# Obiettivo
Per favore, riscrivi tutto quello che va dalla riga che contiene "like [356, 491]." giù fino alla fine delle righe, entrambi gli estremi inclusi, senza tralasciare nessuna riga. Nelle risposte moltiplica ogni coordinata per 2,2 e arrotonda all'intero, con le metà per eccesso; i numeri in tutte le altre righe restano invariati.
================================
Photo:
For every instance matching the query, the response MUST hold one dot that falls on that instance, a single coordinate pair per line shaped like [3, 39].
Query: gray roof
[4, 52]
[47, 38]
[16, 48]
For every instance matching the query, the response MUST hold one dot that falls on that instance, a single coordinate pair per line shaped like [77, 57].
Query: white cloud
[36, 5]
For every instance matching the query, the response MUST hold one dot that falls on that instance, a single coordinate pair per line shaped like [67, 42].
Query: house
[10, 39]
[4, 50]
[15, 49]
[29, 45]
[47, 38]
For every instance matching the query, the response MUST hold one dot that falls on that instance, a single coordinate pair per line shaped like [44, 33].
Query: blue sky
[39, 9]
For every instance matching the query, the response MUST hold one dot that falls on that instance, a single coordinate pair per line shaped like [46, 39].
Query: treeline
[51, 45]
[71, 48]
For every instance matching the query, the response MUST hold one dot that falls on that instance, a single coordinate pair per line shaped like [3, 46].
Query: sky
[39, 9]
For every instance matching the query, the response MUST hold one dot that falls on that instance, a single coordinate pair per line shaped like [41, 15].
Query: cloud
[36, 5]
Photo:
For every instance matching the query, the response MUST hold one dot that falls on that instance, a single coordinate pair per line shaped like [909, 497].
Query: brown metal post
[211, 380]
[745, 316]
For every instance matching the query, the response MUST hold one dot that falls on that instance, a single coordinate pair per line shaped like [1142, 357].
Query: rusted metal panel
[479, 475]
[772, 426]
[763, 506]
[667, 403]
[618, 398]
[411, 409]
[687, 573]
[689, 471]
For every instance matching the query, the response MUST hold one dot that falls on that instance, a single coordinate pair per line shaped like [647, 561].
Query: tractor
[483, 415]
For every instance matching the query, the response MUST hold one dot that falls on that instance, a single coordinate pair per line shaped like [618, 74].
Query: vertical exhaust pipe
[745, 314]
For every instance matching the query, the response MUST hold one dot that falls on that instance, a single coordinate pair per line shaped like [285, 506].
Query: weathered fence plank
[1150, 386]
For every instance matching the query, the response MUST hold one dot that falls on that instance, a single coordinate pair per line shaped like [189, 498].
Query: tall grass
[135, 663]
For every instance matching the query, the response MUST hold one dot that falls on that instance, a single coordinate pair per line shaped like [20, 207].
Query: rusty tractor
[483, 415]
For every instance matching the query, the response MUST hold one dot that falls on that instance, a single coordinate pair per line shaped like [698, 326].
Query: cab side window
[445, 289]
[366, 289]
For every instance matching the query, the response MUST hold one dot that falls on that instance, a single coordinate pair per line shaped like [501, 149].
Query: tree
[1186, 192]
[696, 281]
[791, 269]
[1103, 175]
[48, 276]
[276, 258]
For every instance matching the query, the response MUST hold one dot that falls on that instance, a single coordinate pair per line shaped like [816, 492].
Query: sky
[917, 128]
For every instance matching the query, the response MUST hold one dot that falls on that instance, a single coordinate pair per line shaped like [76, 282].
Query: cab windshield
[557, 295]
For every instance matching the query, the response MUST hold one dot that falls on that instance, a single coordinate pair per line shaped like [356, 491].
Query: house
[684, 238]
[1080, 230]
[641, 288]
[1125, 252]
================================
# Risposta
For every instance matching the query, the response MUST hold one dot that falls on that instance, a single coordinate pair per line shaped like [356, 491].
Query: house
[1505, 524]
[2376, 506]
[1410, 634]
[2475, 554]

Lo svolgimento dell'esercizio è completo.